■ THE RECORDS
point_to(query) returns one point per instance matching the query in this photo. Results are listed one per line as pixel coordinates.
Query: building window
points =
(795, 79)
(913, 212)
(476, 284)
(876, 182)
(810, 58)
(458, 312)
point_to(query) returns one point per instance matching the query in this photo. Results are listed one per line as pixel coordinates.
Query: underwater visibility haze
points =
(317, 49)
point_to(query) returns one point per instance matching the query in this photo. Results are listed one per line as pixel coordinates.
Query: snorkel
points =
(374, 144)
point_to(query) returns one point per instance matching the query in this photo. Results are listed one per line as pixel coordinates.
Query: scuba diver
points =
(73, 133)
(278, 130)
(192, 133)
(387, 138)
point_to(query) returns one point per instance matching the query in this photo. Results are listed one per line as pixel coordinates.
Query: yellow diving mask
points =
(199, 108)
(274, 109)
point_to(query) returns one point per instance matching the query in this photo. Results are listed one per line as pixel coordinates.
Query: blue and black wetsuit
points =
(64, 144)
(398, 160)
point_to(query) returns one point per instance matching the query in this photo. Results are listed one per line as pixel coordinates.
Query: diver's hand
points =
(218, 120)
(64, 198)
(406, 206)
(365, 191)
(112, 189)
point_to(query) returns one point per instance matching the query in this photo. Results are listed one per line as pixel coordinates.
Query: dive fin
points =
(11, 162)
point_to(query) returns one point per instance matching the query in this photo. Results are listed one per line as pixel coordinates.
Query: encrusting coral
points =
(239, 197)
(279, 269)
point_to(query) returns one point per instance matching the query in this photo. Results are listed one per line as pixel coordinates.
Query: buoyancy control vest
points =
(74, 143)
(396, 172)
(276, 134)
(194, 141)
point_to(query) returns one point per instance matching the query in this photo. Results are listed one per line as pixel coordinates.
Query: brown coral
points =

■ ASSIGNED TASK
Each line above with the word "diver" must be returned.

■ EXERCISE RESPONSE
Query: scuba diver
Query: diver's hand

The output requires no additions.